• [DIRECTIONS]: Rewrite everything from the start of the entries down to the line containing "61 147 L 67", replacing "salami rose" with "pepperoni flower" and keeping all else unchanged.

• [PROVIDED MATERIAL]:
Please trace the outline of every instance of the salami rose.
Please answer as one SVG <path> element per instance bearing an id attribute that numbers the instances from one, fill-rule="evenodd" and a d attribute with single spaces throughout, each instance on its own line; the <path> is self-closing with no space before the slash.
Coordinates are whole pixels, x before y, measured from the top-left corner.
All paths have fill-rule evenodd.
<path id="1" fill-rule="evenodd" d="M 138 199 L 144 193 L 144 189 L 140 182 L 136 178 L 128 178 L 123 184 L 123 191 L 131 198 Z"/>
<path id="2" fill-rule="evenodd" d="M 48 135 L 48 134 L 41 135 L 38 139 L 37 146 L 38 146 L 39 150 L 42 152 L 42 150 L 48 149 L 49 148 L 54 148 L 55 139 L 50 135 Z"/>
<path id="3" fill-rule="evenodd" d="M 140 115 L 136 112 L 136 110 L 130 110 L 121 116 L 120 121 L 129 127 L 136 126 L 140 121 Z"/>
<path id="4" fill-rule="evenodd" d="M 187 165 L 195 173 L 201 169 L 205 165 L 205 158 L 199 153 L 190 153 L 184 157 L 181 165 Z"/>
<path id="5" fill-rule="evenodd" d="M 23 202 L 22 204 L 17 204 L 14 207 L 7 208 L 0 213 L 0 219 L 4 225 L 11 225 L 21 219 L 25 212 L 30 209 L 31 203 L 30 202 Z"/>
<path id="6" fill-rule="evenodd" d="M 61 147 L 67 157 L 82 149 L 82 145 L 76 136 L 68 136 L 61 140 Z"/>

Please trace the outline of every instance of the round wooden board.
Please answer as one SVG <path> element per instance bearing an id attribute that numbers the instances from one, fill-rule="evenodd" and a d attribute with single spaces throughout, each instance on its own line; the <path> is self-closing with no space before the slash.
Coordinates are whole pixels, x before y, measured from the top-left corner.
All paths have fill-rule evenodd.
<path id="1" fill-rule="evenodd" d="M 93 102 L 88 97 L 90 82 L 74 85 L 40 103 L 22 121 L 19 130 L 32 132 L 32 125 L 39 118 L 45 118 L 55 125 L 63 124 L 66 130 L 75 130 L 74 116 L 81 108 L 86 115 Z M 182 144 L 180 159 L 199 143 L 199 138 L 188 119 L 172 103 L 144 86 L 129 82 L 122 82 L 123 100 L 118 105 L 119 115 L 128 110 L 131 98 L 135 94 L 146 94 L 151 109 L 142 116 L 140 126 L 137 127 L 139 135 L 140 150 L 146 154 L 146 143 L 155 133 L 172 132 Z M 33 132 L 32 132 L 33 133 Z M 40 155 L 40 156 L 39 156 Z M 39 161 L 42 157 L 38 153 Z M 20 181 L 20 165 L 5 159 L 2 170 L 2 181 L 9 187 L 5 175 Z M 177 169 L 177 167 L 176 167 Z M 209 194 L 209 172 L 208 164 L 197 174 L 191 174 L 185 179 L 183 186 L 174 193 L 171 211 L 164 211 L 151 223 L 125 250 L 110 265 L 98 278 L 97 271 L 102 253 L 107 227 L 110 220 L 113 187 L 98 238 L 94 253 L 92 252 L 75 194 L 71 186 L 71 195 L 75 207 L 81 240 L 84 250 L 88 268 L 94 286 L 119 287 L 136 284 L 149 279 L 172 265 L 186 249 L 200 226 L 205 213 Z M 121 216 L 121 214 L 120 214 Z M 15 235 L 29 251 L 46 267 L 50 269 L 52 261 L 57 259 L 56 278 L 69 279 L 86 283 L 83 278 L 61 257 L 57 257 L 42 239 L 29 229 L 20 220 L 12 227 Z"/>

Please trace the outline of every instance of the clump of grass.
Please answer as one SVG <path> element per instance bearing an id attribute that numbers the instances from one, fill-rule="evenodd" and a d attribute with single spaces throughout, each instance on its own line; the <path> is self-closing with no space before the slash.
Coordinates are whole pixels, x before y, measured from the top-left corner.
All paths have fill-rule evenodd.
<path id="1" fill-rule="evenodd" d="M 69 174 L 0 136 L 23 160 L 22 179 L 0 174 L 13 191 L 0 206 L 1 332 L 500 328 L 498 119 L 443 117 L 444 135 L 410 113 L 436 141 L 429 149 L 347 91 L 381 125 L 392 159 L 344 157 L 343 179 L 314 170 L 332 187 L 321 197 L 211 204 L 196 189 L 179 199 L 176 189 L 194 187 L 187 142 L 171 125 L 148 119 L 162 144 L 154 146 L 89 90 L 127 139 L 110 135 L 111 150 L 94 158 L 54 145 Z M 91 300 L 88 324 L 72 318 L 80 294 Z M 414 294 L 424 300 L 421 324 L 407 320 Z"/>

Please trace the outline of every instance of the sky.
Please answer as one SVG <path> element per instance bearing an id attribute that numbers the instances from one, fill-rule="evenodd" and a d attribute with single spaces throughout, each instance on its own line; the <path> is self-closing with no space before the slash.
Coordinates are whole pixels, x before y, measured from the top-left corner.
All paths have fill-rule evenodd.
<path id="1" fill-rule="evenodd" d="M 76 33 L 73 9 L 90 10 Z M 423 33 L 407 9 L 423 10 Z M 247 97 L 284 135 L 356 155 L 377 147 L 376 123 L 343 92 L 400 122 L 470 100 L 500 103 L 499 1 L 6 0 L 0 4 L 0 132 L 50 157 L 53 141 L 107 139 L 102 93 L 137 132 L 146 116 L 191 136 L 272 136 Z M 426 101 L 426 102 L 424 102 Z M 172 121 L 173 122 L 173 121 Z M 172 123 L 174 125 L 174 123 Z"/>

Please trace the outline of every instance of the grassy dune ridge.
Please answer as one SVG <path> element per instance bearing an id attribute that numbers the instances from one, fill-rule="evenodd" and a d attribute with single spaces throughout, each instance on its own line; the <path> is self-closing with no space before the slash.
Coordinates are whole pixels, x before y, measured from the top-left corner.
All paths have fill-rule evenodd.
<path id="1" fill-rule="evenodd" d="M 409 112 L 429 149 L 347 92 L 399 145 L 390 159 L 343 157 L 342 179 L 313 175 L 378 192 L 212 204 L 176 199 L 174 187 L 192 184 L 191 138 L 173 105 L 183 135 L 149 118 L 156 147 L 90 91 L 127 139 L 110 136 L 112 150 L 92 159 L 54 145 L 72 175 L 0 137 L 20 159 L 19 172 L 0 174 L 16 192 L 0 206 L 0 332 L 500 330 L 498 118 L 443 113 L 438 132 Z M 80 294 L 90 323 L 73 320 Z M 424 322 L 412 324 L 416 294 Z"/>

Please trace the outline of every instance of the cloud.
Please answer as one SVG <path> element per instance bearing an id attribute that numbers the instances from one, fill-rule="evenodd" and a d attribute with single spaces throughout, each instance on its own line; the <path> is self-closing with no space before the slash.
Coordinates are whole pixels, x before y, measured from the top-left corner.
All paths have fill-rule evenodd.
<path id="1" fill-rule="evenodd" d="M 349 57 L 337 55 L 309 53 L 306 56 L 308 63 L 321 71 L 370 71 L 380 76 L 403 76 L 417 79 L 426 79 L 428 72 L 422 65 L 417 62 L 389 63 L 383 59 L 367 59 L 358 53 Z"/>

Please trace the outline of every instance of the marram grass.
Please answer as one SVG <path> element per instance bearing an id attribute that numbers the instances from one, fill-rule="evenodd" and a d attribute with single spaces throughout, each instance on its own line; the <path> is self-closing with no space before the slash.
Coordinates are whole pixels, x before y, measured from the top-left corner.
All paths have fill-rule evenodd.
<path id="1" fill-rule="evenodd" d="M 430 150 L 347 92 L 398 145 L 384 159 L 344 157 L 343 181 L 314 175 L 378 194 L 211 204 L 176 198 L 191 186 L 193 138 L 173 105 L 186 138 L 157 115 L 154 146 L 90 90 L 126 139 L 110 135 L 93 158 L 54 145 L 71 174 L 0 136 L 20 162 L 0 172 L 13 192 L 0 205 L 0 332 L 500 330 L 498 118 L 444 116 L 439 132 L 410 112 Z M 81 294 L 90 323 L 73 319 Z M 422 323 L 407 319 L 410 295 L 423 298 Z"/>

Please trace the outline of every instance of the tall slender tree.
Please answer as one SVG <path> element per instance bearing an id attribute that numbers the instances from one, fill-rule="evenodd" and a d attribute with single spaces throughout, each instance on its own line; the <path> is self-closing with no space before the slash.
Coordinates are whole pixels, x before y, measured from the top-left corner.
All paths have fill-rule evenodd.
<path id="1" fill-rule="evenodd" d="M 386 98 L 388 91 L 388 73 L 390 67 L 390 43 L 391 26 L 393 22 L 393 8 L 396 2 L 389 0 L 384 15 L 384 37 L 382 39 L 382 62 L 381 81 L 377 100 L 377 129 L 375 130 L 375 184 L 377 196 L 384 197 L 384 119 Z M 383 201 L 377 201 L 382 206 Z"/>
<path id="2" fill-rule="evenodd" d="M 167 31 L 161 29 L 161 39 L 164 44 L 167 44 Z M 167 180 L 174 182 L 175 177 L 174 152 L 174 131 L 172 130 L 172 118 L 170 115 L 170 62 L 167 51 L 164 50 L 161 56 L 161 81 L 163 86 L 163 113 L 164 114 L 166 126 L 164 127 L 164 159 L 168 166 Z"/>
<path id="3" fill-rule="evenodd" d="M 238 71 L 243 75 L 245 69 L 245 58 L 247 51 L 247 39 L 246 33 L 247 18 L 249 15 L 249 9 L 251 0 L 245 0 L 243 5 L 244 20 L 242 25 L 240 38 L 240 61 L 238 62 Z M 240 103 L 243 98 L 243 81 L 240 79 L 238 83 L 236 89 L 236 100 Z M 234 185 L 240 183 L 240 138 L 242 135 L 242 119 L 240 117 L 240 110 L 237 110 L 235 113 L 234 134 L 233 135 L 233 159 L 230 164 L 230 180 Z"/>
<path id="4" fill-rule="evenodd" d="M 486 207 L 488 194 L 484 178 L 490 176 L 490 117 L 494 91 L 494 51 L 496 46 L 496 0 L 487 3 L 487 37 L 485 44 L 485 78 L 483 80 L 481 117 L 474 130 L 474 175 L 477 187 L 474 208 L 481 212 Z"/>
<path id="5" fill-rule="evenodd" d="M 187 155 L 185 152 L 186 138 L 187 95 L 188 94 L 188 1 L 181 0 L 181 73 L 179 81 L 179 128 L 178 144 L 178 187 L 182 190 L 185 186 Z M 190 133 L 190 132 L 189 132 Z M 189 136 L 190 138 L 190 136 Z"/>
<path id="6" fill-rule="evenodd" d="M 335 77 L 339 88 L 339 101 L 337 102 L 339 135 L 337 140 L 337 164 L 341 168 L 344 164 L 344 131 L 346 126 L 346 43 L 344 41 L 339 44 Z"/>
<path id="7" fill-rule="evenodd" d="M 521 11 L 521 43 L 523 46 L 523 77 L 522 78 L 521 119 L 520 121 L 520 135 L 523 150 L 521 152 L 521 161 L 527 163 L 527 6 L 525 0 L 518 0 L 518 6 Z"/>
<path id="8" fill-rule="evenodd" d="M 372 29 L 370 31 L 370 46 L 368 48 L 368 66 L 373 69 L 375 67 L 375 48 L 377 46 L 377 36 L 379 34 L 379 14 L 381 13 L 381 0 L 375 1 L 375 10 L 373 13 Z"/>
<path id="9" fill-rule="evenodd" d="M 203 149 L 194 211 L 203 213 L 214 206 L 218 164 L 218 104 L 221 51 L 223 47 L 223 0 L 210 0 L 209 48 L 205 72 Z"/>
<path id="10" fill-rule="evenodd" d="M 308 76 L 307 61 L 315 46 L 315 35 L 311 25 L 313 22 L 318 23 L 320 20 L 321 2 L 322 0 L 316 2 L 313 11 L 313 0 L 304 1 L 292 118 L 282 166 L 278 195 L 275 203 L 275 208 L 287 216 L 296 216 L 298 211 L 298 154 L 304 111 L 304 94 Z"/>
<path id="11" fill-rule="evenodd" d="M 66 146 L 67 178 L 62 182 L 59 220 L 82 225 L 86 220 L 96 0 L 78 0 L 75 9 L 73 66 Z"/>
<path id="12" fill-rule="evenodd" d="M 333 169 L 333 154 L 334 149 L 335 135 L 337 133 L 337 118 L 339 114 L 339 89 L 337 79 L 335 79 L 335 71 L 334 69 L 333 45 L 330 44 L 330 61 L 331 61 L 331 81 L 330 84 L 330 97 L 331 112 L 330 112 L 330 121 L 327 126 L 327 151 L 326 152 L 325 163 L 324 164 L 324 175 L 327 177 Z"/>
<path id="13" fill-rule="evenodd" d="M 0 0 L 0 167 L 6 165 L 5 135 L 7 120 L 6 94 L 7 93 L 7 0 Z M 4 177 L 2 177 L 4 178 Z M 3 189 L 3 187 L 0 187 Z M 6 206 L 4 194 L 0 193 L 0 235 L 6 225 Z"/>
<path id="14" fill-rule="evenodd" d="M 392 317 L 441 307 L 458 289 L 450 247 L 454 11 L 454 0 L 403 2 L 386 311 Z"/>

• [OUTPUT OF THE TASK]:
Please trace the outline of every instance of the pepperoni flower.
Please answer as one SVG <path> element per instance bearing an id attribute that numbers the instances from one, fill-rule="evenodd" and a d attribute with single spaces throughout, each instance on its own line; the <path> is self-closing with no space before the slash.
Coordinates are whole pixels, x before y, measured from the top-left corner.
All paths have fill-rule evenodd.
<path id="1" fill-rule="evenodd" d="M 138 199 L 144 193 L 144 189 L 140 182 L 136 178 L 128 178 L 123 184 L 123 191 L 131 198 Z"/>
<path id="2" fill-rule="evenodd" d="M 48 135 L 48 134 L 41 135 L 38 139 L 37 146 L 38 146 L 39 150 L 42 152 L 42 150 L 48 149 L 49 148 L 54 148 L 55 139 L 50 135 Z"/>
<path id="3" fill-rule="evenodd" d="M 140 115 L 136 112 L 136 110 L 130 110 L 121 116 L 120 121 L 129 127 L 136 126 L 140 121 Z"/>
<path id="4" fill-rule="evenodd" d="M 187 165 L 195 173 L 201 169 L 205 165 L 205 158 L 199 153 L 190 153 L 184 157 L 181 165 Z"/>
<path id="5" fill-rule="evenodd" d="M 23 202 L 22 204 L 17 204 L 14 207 L 7 208 L 0 213 L 0 219 L 4 225 L 11 225 L 21 219 L 25 212 L 30 209 L 31 203 L 30 202 Z"/>
<path id="6" fill-rule="evenodd" d="M 61 147 L 67 157 L 82 149 L 82 145 L 76 136 L 68 136 L 61 140 Z"/>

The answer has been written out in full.